(Segmentation dataset material)

====

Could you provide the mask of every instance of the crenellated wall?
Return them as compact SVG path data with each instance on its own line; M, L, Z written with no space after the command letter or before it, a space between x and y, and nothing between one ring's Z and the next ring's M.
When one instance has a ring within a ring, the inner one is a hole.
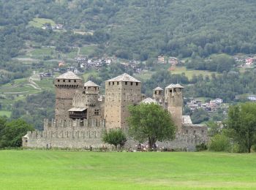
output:
M102 134L105 130L104 121L98 126L88 126L80 121L45 120L43 132L29 132L23 137L23 146L31 148L85 148L110 147L102 142ZM67 124L66 124L67 123ZM183 132L178 132L172 141L157 142L159 148L195 150L196 145L208 142L207 128L200 125L184 125ZM146 142L145 142L146 143ZM136 149L138 142L128 139L125 148Z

====

Work to complete:
Convert all of the material above into a two-column CSV named with the headers "request" and "response", with one row per request. Put each request's text and its answer in a single quoted field with line breaks replaced by spaces, and omit the pictures.

Written response:
request,response
"Could you provide the mask of every instance of the crenellated wall? Return them as compact SVG path data with each instance on its own line; M, L, Z written with no space after the command letter or before it, a space between x and y, and nothing between one ring's Z and the next ring's M. When one instance has a ring within a ring, the inner one is a hole. output:","M102 134L105 130L104 121L98 126L88 126L80 121L45 120L43 132L29 132L23 137L23 146L31 148L85 148L110 147L102 142ZM67 124L66 124L67 123ZM183 132L178 132L172 141L157 142L159 148L195 150L196 145L208 142L207 128L200 125L184 125ZM146 142L145 142L146 143ZM136 149L138 142L128 139L125 148Z"